RECORDS PROVIDED:
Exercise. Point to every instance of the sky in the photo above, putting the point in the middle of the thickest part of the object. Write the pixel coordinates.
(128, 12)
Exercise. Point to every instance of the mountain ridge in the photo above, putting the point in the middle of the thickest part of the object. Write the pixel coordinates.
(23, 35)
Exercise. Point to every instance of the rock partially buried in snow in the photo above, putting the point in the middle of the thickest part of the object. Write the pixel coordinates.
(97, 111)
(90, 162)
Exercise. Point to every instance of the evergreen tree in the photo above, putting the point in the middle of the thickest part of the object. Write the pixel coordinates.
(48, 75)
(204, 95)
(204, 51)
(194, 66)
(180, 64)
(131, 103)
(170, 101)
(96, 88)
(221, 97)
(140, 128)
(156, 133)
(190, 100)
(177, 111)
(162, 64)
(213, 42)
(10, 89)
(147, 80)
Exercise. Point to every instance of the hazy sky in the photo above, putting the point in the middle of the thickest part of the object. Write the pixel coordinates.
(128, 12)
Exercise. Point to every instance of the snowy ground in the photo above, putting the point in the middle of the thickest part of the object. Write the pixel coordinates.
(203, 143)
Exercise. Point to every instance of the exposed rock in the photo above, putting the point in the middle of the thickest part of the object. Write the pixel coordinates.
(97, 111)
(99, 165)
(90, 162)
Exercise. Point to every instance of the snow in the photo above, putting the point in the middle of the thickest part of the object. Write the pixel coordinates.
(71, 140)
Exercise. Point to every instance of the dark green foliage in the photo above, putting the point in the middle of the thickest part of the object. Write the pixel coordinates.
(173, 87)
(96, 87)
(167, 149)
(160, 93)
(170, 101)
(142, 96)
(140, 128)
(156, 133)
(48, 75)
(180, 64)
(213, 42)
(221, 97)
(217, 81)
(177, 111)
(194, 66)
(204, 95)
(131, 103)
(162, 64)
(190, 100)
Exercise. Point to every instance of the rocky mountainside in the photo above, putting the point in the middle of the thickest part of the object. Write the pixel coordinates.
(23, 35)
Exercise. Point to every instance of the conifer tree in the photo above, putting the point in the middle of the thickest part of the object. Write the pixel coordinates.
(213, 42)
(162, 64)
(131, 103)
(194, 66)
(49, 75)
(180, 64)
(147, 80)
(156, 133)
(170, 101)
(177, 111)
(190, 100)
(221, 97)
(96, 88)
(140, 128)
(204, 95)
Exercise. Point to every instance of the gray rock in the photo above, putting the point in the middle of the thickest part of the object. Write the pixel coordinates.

PROMPT: Every entry above needs to be quoted exactly.

SOLUTION FOR THIS TASK:
Exercise. Point to every instance of the sky in the photo above, putting the point in the middle of the thickest part of the object. Write the pixel coordinates.
(128, 12)
Exercise. Point to every instance of the mountain ridge in the photo above, putting the point in the middle of the thickest part of the object. Write the pixel coordinates.
(23, 35)
Exercise. Point to every instance of the rock partially buried in snow in the photo above, putting the point in the middle of the thickest part of the object. Write the pixel coordinates.
(97, 111)
(90, 162)
Exercise. Point to every instance of the evergreen tree in the photo above, putting the point in the middle of the thickest part of the object. Write the pixel coordinates.
(48, 75)
(204, 95)
(204, 51)
(194, 66)
(180, 64)
(131, 103)
(170, 101)
(96, 88)
(221, 97)
(140, 128)
(156, 133)
(190, 100)
(177, 111)
(162, 64)
(213, 42)
(10, 89)
(147, 80)
Exercise. Point to every instance of the hazy sky in the photo above, putting the point in the middle of the thickest part of the object. Write the pixel coordinates.
(128, 12)
Exercise. Point to every instance of the snowy ground in the photo above, putting the point in the middle of the thickest part of the object. Write the pixel coordinates.
(203, 143)
Exercise. Point to every instance of the exposed rock in the photo above, putting the point in the middle of the thickest part of the object. Write the pixel coordinates.
(97, 111)
(99, 165)
(90, 162)
Exercise. Point to every instance of the snow in the photo above, putting the point in the middle of the thickest part of the object. Write the pixel coordinates.
(71, 140)
Exercise. Point to every instance of the dark green foliage in the photo above, putting the point in the middle of the thickest part of the object. Write the pixel coordinates.
(173, 87)
(96, 87)
(167, 149)
(160, 93)
(170, 101)
(142, 96)
(140, 128)
(156, 133)
(48, 75)
(180, 64)
(213, 42)
(221, 97)
(217, 81)
(177, 111)
(194, 66)
(204, 95)
(131, 103)
(162, 64)
(190, 100)
Exercise. Point to every instance of the rocky mountainside in the photo above, putting the point in the middle of the thickest part of the object. Write the pixel coordinates.
(23, 35)
Exercise. Point to every instance of the conifer tree in the photo above, putting the point in the middle of the thickest part of the object. Write the pixel coordinates.
(213, 42)
(162, 64)
(131, 103)
(194, 66)
(49, 75)
(180, 64)
(147, 80)
(156, 133)
(170, 101)
(177, 111)
(190, 100)
(221, 97)
(96, 88)
(140, 128)
(204, 95)
Exercise. Point to every instance of the gray rock in the photo above, putting the point in the middle of the thickest part of the object. Write the pixel coordinates.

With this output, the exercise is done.